Rewrite the stretch of records from the line containing "paper in hand" through the line containing "x=728 y=468", both ends included, keeping the requests as they are. Multiply every coordinate in the answers by 2.3 and round each result to a whole number, with halves rounded up.

··· Recorded information

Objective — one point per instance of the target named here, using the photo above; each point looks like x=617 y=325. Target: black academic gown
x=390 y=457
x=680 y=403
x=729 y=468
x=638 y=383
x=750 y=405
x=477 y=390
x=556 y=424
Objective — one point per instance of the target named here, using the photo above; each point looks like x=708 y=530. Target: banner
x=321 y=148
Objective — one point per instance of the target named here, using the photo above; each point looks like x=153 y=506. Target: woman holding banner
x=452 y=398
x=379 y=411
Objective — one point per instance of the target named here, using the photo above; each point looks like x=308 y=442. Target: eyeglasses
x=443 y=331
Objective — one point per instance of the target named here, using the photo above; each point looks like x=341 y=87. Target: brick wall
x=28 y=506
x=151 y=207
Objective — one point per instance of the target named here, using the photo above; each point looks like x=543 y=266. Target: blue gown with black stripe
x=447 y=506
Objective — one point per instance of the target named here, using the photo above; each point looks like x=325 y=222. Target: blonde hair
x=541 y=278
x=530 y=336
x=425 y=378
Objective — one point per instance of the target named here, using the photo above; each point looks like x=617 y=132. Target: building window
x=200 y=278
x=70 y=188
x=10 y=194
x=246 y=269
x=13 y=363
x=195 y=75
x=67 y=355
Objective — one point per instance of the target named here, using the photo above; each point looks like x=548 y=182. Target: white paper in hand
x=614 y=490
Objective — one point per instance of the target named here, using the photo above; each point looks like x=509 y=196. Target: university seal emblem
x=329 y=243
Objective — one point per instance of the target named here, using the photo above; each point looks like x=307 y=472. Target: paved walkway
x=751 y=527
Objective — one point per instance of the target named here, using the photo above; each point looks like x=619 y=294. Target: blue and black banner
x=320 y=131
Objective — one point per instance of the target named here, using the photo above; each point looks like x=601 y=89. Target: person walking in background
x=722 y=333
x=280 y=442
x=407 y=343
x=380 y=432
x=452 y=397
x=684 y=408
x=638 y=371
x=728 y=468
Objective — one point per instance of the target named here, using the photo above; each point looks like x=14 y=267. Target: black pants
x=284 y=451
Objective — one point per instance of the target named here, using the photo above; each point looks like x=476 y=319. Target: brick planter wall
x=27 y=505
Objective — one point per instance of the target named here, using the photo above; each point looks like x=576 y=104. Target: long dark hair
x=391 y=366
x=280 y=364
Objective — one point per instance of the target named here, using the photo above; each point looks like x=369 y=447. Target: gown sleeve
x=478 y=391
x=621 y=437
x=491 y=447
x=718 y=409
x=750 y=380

······

* Answer to this task:
Objective — one point per instance of the target named here, using the photo above; each point looks like x=548 y=182. Target: white paper in hand
x=1412 y=1127
Objective — one point per instance of the target named here, using the photo above; each point looks like x=509 y=196. Target: university seal emblem
x=757 y=559
Objective — one point per instance of the target named here, using the photo above; each point looks like x=307 y=472. Target: paved walkway
x=1727 y=1212
Objective — one point per instance of the target named here, using the photo above; each point looks like x=619 y=294. Target: blue and black banner
x=736 y=301
Objective — one point per instance of the target named here, using the photo above; each point looks like x=601 y=89. Target: person walking in background
x=1661 y=766
x=644 y=1017
x=936 y=789
x=874 y=994
x=1040 y=913
x=1573 y=938
x=1467 y=853
x=1674 y=1076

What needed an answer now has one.